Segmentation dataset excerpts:
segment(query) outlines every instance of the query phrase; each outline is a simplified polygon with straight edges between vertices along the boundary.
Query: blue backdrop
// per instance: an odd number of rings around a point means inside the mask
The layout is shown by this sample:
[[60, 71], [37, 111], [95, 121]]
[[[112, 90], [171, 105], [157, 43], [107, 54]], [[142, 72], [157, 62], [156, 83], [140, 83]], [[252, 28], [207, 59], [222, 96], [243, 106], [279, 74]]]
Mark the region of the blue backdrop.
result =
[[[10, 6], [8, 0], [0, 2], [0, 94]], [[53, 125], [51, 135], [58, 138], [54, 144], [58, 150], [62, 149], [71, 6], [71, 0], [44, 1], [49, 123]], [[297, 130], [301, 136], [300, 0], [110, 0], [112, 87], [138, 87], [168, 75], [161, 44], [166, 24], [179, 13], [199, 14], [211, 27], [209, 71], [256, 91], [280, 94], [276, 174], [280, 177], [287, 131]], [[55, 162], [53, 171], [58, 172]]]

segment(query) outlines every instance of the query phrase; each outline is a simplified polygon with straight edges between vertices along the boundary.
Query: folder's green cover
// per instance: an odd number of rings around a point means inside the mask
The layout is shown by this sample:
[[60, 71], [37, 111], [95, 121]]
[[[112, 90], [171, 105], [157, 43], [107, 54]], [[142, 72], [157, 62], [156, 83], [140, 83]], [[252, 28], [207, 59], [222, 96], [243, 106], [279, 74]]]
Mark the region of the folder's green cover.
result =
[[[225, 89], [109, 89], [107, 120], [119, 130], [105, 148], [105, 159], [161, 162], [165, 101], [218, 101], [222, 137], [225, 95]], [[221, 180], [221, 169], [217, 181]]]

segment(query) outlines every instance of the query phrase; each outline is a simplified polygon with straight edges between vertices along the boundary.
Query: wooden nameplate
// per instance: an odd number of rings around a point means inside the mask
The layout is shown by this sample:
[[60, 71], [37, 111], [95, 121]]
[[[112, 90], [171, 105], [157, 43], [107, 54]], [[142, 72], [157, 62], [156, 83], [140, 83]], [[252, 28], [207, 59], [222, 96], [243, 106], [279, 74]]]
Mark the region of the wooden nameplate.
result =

EXERCISE OBJECTIVE -> Please reproduce the listing starting at its first line and ending at the line that contains "169], [217, 181]]]", both included, with the requests and their format samples left as they are. Shift every polygon vertex coordinate in the result outlines by -103.

EXPECTED OUTPUT ->
segment(query) outlines every instance of the query phrase; each outline is a simplified polygon with straight edges between vertices along the boundary.
Query: blue backdrop
// per instance: an odd number of rings around a point means inside the mask
The layout is shown by this sample:
[[60, 71], [37, 111], [95, 121]]
[[[112, 90], [171, 105], [157, 43], [107, 54]], [[142, 72], [157, 62], [156, 83], [140, 83]], [[252, 28], [207, 59], [222, 96], [243, 106], [279, 74]]]
Mark the region of the blue backdrop.
result =
[[[-93, -97], [-95, -103], [-103, -101], [-103, -9]], [[-50, 22], [-52, 32], [-45, 35], [-49, 41], [-45, 47], [-41, 46], [-32, -97], [-32, -103], [-59, -102], [-54, 20]], [[194, 27], [198, 33], [197, -103], [7, -103], [9, -16], [35, -16], [65, -28], [58, -59], [63, -79], [76, -90], [96, -89], [108, -76], [106, -32], [153, -12], [177, -9], [173, 71], [177, 74], [184, 28]], [[-48, 59], [-50, 68], [-45, 69]]]

segment(query) outlines every instance of the query phrase; each outline is a simplified polygon with straight edges between vertices along the boundary.
Query: folder's green cover
// per instance: an odd number of rings around a point means inside the mask
The layout is shown by this sample:
[[60, 71], [37, 111], [95, 121]]
[[[112, 90], [171, 105], [157, 43], [107, 54]], [[142, 72], [157, 62], [156, 83], [140, 83]], [[252, 28], [207, 59], [222, 96], [243, 106], [279, 74]]]
Mark the region of the folder's green cover.
result =
[[[122, -14], [6, -14], [4, 17], [16, 27], [2, 45], [2, 56], [58, 59], [62, -2], [115, -2], [119, 34], [122, -8]], [[118, 77], [118, 66], [114, 78]]]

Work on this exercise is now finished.